**Task goal**
Return every line of the items below that contains the word "foliage", treating uppercase and lowercase as different.

**A run of items**
— begin —
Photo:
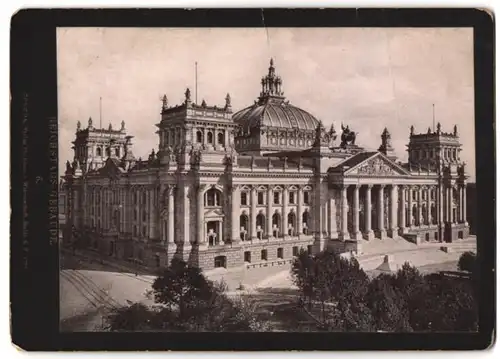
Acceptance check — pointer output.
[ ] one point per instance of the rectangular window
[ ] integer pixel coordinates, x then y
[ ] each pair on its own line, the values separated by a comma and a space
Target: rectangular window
276, 198
263, 255
306, 197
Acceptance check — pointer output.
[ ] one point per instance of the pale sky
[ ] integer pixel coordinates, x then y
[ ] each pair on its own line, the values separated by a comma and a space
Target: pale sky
368, 78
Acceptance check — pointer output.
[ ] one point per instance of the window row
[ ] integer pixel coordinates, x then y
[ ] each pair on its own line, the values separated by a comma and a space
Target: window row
213, 196
247, 255
98, 151
277, 198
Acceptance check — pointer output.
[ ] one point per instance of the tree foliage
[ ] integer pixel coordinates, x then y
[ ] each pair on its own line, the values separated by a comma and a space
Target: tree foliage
403, 302
187, 301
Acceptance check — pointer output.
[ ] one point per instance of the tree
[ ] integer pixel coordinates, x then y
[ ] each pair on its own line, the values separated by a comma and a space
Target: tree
187, 301
387, 305
467, 262
338, 285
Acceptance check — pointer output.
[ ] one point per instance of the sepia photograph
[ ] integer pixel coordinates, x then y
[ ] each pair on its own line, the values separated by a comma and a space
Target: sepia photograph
267, 179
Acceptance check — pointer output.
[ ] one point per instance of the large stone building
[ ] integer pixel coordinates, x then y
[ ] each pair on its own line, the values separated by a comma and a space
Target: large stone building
256, 186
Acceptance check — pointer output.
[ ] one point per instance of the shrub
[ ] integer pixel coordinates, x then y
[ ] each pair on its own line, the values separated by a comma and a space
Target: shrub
467, 262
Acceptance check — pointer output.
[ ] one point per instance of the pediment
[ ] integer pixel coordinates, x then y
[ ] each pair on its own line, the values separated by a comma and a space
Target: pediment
377, 166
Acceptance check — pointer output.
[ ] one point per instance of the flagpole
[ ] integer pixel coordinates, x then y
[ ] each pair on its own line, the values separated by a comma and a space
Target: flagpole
100, 113
433, 119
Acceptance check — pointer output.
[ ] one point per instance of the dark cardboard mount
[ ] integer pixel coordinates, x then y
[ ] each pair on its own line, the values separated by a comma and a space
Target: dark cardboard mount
34, 281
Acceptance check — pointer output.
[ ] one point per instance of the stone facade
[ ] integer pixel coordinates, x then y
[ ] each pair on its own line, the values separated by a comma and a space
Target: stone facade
217, 195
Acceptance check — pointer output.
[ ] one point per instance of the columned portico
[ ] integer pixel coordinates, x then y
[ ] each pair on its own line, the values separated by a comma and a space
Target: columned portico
333, 217
200, 216
344, 234
394, 212
355, 213
429, 206
464, 203
381, 232
235, 214
369, 235
298, 219
269, 226
284, 214
170, 223
402, 210
253, 214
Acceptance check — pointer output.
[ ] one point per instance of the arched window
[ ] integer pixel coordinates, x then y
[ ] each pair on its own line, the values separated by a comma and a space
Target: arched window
261, 221
212, 198
243, 226
220, 138
291, 224
276, 220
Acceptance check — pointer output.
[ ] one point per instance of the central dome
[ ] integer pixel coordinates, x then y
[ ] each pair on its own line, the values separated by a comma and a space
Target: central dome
272, 113
271, 109
272, 124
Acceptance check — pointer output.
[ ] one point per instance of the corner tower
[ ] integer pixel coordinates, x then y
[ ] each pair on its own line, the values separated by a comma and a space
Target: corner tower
190, 131
424, 149
272, 124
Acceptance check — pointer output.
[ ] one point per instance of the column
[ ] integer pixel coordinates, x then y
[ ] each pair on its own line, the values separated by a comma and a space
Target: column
394, 211
380, 216
429, 206
235, 214
298, 225
410, 206
460, 206
345, 232
269, 212
333, 216
419, 206
368, 213
170, 232
200, 218
253, 213
464, 203
188, 238
449, 201
284, 215
355, 213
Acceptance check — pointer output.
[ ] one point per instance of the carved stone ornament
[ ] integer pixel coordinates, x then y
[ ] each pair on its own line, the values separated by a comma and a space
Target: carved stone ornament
377, 166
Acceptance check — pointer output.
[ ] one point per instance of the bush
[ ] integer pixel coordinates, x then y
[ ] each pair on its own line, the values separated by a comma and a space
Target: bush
187, 301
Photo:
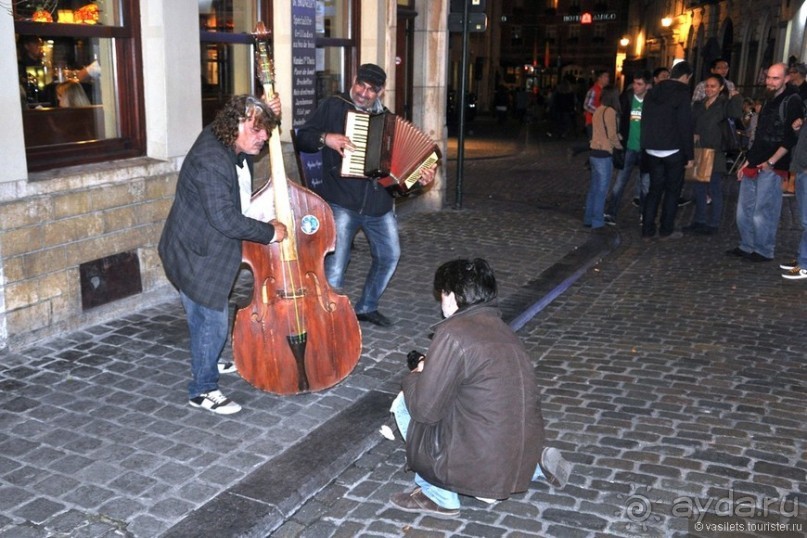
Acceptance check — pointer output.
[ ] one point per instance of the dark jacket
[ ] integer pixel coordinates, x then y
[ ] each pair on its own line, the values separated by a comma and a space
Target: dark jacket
709, 124
774, 130
363, 195
476, 424
667, 118
200, 245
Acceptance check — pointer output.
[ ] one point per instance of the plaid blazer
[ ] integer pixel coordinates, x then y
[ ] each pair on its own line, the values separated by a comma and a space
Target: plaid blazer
200, 245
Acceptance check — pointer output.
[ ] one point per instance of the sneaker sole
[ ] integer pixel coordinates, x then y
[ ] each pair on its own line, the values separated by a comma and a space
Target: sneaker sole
555, 467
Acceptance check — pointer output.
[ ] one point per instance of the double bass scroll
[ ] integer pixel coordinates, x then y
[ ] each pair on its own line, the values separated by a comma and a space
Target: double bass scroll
296, 334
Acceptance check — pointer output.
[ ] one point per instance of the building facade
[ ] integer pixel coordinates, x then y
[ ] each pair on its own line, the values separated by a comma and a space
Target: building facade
750, 34
84, 191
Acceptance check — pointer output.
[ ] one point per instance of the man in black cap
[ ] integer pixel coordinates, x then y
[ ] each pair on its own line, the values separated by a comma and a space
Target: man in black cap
357, 203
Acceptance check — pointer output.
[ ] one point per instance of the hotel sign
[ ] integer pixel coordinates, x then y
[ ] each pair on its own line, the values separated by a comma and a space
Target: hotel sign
588, 18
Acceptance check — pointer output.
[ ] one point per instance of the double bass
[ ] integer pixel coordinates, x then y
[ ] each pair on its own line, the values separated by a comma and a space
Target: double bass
296, 334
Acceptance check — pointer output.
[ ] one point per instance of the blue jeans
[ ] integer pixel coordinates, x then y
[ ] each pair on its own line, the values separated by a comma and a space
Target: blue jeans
666, 180
758, 209
801, 201
601, 168
443, 497
385, 249
714, 189
632, 159
208, 329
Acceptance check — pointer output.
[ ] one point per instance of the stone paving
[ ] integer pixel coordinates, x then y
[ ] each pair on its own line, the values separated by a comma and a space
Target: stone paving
673, 377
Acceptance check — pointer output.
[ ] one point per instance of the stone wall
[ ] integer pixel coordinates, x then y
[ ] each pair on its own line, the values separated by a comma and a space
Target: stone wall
52, 224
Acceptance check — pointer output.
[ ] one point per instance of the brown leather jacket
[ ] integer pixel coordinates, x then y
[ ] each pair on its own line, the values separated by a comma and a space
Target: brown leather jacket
476, 426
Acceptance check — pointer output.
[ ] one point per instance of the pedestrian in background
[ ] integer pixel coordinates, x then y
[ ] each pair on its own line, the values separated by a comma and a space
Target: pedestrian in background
590, 104
796, 269
766, 165
630, 128
709, 115
604, 139
470, 412
667, 140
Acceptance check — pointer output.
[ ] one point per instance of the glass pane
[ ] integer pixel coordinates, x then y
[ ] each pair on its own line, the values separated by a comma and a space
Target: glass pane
226, 71
67, 89
235, 16
106, 12
333, 19
330, 72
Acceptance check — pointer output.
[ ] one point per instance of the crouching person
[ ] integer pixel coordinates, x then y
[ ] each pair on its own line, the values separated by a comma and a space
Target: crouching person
470, 411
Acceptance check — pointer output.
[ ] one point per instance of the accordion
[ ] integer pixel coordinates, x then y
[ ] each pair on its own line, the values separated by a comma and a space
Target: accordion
387, 147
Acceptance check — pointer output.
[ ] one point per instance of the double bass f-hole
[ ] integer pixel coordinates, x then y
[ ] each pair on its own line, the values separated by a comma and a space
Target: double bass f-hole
297, 334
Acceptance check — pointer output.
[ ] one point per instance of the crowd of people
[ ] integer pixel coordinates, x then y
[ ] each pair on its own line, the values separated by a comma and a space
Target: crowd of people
664, 124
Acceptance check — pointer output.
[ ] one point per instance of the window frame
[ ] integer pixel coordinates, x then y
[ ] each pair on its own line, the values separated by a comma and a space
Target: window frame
129, 86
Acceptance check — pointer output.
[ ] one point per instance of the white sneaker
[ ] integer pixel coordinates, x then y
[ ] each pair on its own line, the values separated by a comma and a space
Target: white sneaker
215, 401
797, 273
555, 467
226, 367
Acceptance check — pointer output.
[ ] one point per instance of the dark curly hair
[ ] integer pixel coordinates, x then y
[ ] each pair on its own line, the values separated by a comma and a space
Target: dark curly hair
242, 108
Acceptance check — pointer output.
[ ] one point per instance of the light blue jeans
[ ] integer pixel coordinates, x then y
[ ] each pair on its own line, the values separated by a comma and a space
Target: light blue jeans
443, 497
801, 201
758, 209
385, 249
601, 168
208, 329
632, 160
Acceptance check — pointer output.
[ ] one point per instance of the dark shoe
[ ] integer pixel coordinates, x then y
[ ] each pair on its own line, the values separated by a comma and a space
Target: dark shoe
375, 317
737, 251
757, 257
707, 230
556, 469
672, 236
416, 501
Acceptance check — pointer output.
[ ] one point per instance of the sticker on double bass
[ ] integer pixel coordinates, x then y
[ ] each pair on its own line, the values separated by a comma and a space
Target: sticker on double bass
309, 224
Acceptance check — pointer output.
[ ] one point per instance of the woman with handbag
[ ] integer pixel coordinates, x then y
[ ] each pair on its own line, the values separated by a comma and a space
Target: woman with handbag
604, 140
710, 116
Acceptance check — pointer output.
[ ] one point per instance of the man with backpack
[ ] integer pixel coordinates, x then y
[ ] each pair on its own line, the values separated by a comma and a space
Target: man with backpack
766, 166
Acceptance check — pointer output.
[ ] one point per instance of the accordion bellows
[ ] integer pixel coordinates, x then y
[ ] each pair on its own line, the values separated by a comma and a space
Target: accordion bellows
387, 147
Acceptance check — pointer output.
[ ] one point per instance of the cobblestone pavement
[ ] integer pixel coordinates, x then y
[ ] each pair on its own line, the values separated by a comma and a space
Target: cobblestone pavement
673, 377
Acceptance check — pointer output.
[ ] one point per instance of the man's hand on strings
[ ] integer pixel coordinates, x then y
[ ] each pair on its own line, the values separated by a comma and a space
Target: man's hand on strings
273, 104
339, 143
427, 175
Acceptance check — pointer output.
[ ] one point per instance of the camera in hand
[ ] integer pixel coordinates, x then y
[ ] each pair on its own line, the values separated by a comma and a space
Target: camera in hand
413, 358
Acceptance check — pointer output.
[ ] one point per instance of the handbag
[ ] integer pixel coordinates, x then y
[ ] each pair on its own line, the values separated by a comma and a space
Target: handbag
701, 170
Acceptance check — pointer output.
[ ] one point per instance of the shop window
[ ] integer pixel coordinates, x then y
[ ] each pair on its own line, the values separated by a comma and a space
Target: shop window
79, 72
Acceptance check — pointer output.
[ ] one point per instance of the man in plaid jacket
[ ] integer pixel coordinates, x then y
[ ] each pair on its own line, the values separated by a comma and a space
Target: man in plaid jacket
200, 245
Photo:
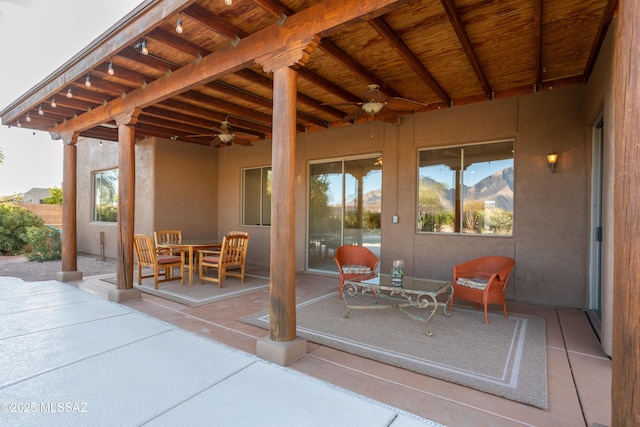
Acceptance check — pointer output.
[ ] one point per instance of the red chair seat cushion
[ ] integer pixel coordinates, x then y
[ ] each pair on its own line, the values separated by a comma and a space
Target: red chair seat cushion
— end —
**The response**
[ ] one point per instance of the tree foliage
Target: tree foliage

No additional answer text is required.